Stored data:
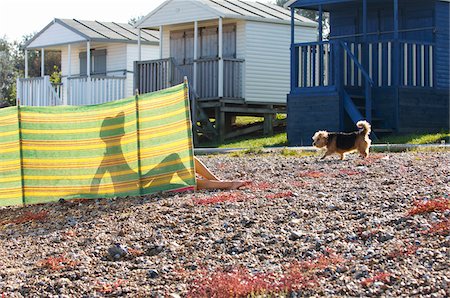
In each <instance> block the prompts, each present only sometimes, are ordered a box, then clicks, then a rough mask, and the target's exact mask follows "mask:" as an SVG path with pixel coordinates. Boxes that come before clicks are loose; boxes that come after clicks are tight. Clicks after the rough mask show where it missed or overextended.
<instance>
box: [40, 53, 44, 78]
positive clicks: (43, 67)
mask: <svg viewBox="0 0 450 298" xmlns="http://www.w3.org/2000/svg"><path fill="white" fill-rule="evenodd" d="M44 55H45V50H44V48H41V77H43V76H45V69H44V67H45V63H44Z"/></svg>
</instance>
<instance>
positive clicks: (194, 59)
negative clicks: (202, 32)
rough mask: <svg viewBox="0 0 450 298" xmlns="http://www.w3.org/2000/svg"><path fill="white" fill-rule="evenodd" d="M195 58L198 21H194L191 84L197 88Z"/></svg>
mask: <svg viewBox="0 0 450 298" xmlns="http://www.w3.org/2000/svg"><path fill="white" fill-rule="evenodd" d="M197 59H198V21H195V22H194V65H193V78H192V86H194V90H197Z"/></svg>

→ TASK BRIEF: Would you return the entries verbatim, minus any images?

→ WRITTEN SOLUTION:
In each <instance> block the prompts, each present only sometimes, are ordered a box, then clicks, then a rough mask, and the target's exact mask follows "mask:" as an SVG path with pixel coordinates. Boxes that come before clicks are loose; boxes that come after clicks are tight. Clicks after the rough mask show where it missed or overextended.
<instance>
box: [40, 53, 44, 78]
positive clicks: (43, 67)
mask: <svg viewBox="0 0 450 298" xmlns="http://www.w3.org/2000/svg"><path fill="white" fill-rule="evenodd" d="M44 55H45V50H44V48H41V77H43V76H45V69H44V67H45V63H44Z"/></svg>
</instance>
<instance>
positive clicks: (194, 59)
negative clicks: (202, 32)
rough mask: <svg viewBox="0 0 450 298" xmlns="http://www.w3.org/2000/svg"><path fill="white" fill-rule="evenodd" d="M195 58L198 21H194L191 84L197 88Z"/></svg>
mask: <svg viewBox="0 0 450 298" xmlns="http://www.w3.org/2000/svg"><path fill="white" fill-rule="evenodd" d="M197 59H198V21H195V22H194V65H193V78H192V86H194V90H197Z"/></svg>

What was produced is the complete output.